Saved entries
# # # # # # #
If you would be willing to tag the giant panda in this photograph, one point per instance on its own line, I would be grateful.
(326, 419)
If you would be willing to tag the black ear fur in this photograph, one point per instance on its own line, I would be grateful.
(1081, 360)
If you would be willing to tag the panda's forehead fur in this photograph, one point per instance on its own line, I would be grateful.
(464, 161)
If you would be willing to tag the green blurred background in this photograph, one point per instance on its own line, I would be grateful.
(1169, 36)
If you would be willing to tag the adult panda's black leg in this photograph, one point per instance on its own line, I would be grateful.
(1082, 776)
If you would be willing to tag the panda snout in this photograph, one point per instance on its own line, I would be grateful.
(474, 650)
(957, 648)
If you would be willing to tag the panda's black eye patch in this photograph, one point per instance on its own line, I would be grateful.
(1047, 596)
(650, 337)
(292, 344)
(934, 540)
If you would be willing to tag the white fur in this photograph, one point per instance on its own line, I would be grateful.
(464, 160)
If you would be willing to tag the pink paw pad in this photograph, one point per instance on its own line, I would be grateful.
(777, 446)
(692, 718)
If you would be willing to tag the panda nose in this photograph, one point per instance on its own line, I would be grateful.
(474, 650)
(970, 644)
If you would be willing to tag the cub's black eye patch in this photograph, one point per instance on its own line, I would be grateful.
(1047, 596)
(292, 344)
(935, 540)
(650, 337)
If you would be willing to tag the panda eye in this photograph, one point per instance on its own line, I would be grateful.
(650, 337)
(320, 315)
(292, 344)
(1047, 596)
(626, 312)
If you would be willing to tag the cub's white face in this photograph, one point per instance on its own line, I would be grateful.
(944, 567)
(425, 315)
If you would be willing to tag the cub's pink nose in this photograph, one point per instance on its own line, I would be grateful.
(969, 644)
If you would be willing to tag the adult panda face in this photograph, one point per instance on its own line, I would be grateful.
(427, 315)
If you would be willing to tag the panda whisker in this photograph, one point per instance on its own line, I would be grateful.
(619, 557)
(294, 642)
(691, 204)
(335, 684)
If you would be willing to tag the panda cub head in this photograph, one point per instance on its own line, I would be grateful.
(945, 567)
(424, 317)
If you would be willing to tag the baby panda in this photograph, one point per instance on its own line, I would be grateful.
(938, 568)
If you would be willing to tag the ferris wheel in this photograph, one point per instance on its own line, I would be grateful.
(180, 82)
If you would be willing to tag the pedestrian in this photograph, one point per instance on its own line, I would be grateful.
# # # # # # #
Transcribe the records in full, word for word.

If you would be willing to tag the giant panda in this photograph, one point per instance on its own line, I would be grateful.
(326, 419)
If you would be willing to tag the black ear fur in this photograph, one point per instance on its own line, I would be grateful.
(1081, 360)
If you would be willing to tag the panda's forehead fur in this photograph, one point per instance on its own line, I would be grateful.
(464, 161)
If you would be willing to tag the green blurred background in this photograph, one point per instance on its own line, I would be grateful.
(1169, 36)
If you would be willing to tag the adult panda's black leg in this photograph, one point per instance on its own line, I would be grateful.
(1082, 776)
If you would be willing to tag the panda snout in this photograph, one point per instance on its own line, I would be grateful.
(474, 650)
(957, 648)
If you would be willing to tag the panda's black eye patch in this photograph, one point per instance on its own line, I would be grateful.
(1047, 596)
(650, 337)
(292, 344)
(934, 540)
If you would be willing to tag the white fur in this photograph, one point per instance on its own line, I would be grateful.
(464, 160)
If you would be willing to tag the pink paw pad in this photograph, one point per instance on its own line, I would be grateful.
(777, 446)
(692, 718)
If you would be willing to tag the panda nose in this photograph, one point per instance on its own line, I would be grateful.
(474, 650)
(970, 644)
If you would be willing to tag the cub's black eye patch in this photograph, one point per instance on its own line, I would be grateful.
(1047, 596)
(292, 344)
(935, 540)
(650, 337)
If you would be willing to tag the panda eye in this photograph, one point per instance on its own line, I would be grateful.
(650, 337)
(320, 315)
(292, 344)
(1047, 596)
(626, 312)
If you would be willing to tag the cub's white face in this photograph, one point per instance on its own line, I would be grateful.
(944, 567)
(425, 315)
If you would be willing to tag the cub's pink nose in this photograph, one point per instance on its own line, I would be grateful.
(969, 644)
If you would be willing to tag the adult panda face in this photograph, one point per instance on its own line, I would be grateful.
(427, 315)
If you would be willing to tag the panda whisker in this photograph, one point per instance on its own line, I would be grateful.
(619, 557)
(294, 642)
(691, 204)
(335, 684)
If you would be willing to tag the panda cub head in this photograph, one point per instance on its own line, I would be grateful.
(945, 567)
(424, 317)
If you would be willing to tag the baby panda in this photograph, one point per instance on its own line, I would be grateful.
(938, 568)
If you would be willing to tag the ferris wheel in this photograph, one point per instance on its own line, I would be grateful.
(180, 82)
If you would be willing to tag the pedestrian in this photograph, one point per instance on its own line, I would be grateful.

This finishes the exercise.